Collected data
────────────────────
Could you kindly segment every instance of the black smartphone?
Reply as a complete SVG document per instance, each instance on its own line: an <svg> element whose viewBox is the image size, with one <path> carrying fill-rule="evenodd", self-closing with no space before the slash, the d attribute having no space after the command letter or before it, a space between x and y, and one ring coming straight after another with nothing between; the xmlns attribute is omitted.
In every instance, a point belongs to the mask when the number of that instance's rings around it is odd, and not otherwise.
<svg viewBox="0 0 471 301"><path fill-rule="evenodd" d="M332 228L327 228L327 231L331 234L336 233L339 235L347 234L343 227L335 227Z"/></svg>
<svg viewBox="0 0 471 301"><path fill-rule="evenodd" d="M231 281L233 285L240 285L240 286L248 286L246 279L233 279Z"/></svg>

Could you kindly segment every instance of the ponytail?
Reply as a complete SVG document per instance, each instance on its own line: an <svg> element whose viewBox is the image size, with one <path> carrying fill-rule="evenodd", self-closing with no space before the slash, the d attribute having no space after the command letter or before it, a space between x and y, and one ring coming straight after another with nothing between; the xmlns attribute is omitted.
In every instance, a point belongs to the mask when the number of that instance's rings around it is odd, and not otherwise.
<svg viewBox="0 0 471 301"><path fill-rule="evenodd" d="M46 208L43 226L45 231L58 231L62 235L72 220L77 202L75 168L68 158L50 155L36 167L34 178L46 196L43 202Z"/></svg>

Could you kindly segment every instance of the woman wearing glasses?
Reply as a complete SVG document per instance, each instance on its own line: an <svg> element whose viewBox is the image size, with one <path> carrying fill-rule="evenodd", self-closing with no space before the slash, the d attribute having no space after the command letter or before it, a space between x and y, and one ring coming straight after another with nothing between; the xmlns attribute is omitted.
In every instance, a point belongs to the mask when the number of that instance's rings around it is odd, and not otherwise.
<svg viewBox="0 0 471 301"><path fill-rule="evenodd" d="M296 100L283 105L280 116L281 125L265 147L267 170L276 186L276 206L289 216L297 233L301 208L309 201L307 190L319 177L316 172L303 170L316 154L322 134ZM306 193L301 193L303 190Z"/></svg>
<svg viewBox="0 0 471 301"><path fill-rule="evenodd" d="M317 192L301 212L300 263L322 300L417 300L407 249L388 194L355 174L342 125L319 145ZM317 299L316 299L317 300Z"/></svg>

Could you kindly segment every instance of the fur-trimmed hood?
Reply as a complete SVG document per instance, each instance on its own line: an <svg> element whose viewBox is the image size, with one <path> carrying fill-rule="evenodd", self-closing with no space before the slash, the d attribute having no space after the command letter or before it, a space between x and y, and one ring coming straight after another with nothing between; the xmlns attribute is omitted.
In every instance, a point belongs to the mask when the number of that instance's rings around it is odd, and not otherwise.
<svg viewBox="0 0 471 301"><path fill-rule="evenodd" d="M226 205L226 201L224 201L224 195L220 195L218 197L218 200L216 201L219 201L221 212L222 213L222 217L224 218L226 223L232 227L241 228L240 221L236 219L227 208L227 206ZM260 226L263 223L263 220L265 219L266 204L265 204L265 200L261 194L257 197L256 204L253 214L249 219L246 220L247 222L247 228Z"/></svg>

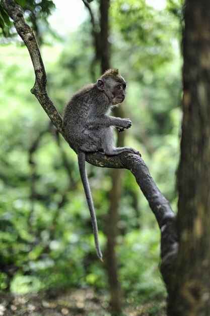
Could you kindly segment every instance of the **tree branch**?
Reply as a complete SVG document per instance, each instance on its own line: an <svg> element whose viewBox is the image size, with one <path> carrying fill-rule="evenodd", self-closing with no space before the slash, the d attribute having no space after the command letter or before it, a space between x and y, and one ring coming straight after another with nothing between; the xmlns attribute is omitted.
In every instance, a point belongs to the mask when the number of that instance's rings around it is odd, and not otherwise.
<svg viewBox="0 0 210 316"><path fill-rule="evenodd" d="M37 97L53 125L66 140L62 129L62 119L46 90L46 76L40 52L32 29L25 22L20 7L12 0L2 0L2 4L13 20L17 31L26 45L34 68L36 80L31 92ZM106 156L97 152L87 154L89 163L101 167L125 168L132 172L148 200L161 232L162 273L167 282L165 271L173 267L177 252L176 217L168 201L160 191L139 155L123 153L116 156Z"/></svg>

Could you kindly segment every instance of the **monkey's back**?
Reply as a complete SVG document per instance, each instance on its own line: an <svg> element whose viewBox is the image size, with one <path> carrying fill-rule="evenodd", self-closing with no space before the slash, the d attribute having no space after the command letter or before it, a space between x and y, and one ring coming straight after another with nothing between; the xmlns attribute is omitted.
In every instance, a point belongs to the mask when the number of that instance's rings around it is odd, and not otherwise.
<svg viewBox="0 0 210 316"><path fill-rule="evenodd" d="M63 128L71 147L77 151L86 142L97 141L95 134L88 133L89 118L94 117L102 110L104 104L108 104L105 95L97 89L96 84L90 84L74 93L65 107L63 115ZM90 136L93 138L91 139ZM89 142L89 145L90 142Z"/></svg>

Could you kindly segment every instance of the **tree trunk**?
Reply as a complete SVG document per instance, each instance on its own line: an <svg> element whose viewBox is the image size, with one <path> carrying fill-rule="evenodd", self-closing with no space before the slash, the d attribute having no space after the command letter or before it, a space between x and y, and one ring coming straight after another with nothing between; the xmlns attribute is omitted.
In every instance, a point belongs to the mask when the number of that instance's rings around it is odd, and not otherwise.
<svg viewBox="0 0 210 316"><path fill-rule="evenodd" d="M110 48L108 40L109 35L109 0L100 2L101 22L101 69L103 74L110 68ZM117 109L117 108L116 108ZM117 108L118 115L122 116L122 110ZM116 115L116 110L114 112ZM117 145L124 146L124 133L118 133ZM109 194L110 206L107 215L106 234L106 269L110 294L110 307L112 314L119 313L122 310L121 292L118 280L118 263L116 255L116 237L117 234L118 207L122 191L122 169L113 169L111 177L112 186Z"/></svg>
<svg viewBox="0 0 210 316"><path fill-rule="evenodd" d="M187 0L178 173L179 248L168 286L172 316L210 313L210 2Z"/></svg>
────────────────────
→ Exercise objective: List the rows from the one containing "Could you kindly segment every instance of the **monkey's" through the one containing "128L71 147L77 151L86" as a numbered list, without blank lines.

→ Written solution:
1. Could you kindly segment every instance of the **monkey's back**?
2. Reply as a complete SVG document per instance, each instance on its own line: an <svg> element whose viewBox is the image size, with one <path> carrying fill-rule="evenodd", self-closing with no space before the slash, the d attribute having no space after the command letter or before it, a space between x and y, and one ring coming straight after another with nothing between; the xmlns attribute is omitted.
3. In every instance, a point belongs to the mask when the number of that instance's rings around it is odd, and not otherwise.
4. <svg viewBox="0 0 210 316"><path fill-rule="evenodd" d="M63 128L71 147L77 151L86 142L97 141L95 134L88 133L89 118L94 117L102 110L104 104L108 104L105 95L97 89L96 84L90 84L74 93L65 107L63 115ZM90 136L93 138L91 139ZM89 142L89 145L90 142Z"/></svg>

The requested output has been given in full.